##### Data to process

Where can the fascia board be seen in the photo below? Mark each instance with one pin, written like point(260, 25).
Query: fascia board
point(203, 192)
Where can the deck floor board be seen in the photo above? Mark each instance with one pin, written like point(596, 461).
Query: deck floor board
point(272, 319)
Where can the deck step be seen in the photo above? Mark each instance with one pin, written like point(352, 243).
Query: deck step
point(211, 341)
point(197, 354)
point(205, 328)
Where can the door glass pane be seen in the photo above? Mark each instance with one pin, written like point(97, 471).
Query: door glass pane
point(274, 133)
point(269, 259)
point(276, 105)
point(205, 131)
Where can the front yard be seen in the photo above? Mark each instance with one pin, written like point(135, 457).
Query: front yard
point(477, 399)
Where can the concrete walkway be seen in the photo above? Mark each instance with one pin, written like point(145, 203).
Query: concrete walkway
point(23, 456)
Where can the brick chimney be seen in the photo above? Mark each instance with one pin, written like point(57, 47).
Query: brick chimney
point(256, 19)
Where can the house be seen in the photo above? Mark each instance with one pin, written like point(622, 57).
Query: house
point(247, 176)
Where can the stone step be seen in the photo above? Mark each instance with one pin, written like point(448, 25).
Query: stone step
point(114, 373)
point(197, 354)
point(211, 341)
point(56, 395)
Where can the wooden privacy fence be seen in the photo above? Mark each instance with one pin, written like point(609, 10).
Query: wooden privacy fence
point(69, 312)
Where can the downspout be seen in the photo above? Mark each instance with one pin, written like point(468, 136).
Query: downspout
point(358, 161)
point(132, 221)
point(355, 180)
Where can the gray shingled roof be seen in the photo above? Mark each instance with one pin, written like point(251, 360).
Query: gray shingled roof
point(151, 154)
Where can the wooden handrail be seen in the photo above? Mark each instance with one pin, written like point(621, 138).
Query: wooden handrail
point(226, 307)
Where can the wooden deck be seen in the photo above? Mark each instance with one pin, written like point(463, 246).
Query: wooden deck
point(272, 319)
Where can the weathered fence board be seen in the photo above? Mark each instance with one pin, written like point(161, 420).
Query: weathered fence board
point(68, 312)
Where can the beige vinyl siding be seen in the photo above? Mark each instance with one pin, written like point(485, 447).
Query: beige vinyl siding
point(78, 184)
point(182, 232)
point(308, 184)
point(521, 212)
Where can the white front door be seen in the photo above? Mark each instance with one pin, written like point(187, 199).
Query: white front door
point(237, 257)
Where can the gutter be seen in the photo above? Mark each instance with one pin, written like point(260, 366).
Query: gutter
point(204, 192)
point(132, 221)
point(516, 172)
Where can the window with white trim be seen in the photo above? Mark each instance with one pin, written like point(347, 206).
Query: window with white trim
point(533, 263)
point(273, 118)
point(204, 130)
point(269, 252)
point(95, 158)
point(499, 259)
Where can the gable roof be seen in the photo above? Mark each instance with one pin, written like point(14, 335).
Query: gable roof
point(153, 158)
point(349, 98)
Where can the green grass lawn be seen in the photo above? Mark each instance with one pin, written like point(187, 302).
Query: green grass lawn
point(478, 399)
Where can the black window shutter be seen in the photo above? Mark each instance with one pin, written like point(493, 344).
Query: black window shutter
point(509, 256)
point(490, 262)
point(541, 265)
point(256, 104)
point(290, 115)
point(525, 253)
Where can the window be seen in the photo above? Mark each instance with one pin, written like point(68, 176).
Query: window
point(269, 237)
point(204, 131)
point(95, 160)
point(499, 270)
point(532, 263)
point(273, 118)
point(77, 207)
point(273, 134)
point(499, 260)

##########

(Written instruction) Restate the whole listing exactly.

(Solution below)
Where can the fascia board be seen in the photo below? Mark each instance with one pin, written like point(260, 25).
Query: fascia board
point(203, 192)
Where can the deck floor board be seen in the photo above? Mark each instance with one pin, written like point(596, 461).
Query: deck floor board
point(272, 319)
Where can the deck step be seen in the photo above? Mark each instance with one pin, written like point(352, 243).
Query: deck step
point(211, 341)
point(197, 354)
point(205, 328)
Where can the door glass pane be seen in the photo above? Mark each instance with one pin, written like point(97, 471).
Query: door glass pane
point(274, 133)
point(269, 259)
point(276, 105)
point(205, 131)
Where can the front yard be seen in the photo above? Mark each instance with one pin, written like point(135, 457).
Query: front yard
point(477, 399)
Where can the concrete walkway be seen in the photo above? Mark each instance with one pin, written like point(145, 203).
Query: concrete walkway
point(23, 456)
Where can the brick chimney be seen in the photo above? Mark each instance with one pin, written like point(57, 47).
Query: brick chimney
point(256, 19)
Where can the house be seen in the photo above? Mark each instance with one pin, written like point(622, 57).
Query: house
point(247, 176)
Where can the stone step be seen in the photo above? Mark each instance with one pin, written like point(448, 25).
Query: stone step
point(114, 373)
point(197, 354)
point(211, 341)
point(56, 395)
Where can the wooden privacy fence be seen in the photo above? Mark each instance with one pin, written like point(609, 10).
Query: wooden privacy fence
point(69, 312)
Where can the downspout be seen in the photo above? Mark each instance with one pin, written like point(468, 136).
Query: downspout
point(358, 161)
point(132, 221)
point(355, 180)
Where can the gray shingled roof be seen in the photo above? Mark each instance with one pin, written like point(251, 360).
Query: gray shingled roof
point(151, 154)
Where can the wooden handrail be seen in the photo above? Mark each instance with one pin, written like point(621, 138).
Query: wooden handrail
point(226, 307)
Where can the wooden deck be seen in the photo above? Mark each instance with one pin, written like point(463, 246).
Query: wooden deck
point(272, 319)
Where can the weathered fence board be seen in the photo above? Mark each instance with one pin, written like point(161, 420).
Query: weathered fence board
point(68, 312)
Where can the beige vinyl siding be seen in the photo above? Mark each instance with one pin, written like point(485, 447).
Query: beige vinyl siding
point(78, 184)
point(182, 232)
point(308, 184)
point(521, 212)
Where can the white front door be seen in the photo above? Mark each instance with one pin, written like point(187, 199).
Query: white front door
point(237, 257)
Where can the gutter be seen in the photo above? Mark each instance with one pin, written like point(260, 366).
Query: gutter
point(204, 192)
point(132, 221)
point(516, 172)
Where can the window with white trim be seen in the photo above? Mark each instance with one pin, written like point(347, 206).
Query: window with white trim
point(533, 263)
point(273, 118)
point(204, 130)
point(269, 252)
point(95, 158)
point(499, 259)
Where can the gable roof be seen in the photo above? Mark each instance with one pin, written like point(14, 335).
Query: gable roof
point(153, 158)
point(349, 98)
Where can the green grass lawn be seen in the photo above? Mark each instance with one pin, written like point(187, 302).
Query: green grass lawn
point(478, 399)
Where can the black window shutter be seen in the photo above? Mark each instance with one pin, written like point(493, 344).
Query: black window shutter
point(509, 256)
point(490, 262)
point(541, 265)
point(256, 104)
point(290, 115)
point(525, 253)
Where can the window be seen in the photo above? Mark each instance with one pin, written like point(68, 176).
Query: window
point(269, 237)
point(204, 131)
point(95, 160)
point(499, 270)
point(532, 263)
point(273, 118)
point(77, 207)
point(273, 134)
point(499, 260)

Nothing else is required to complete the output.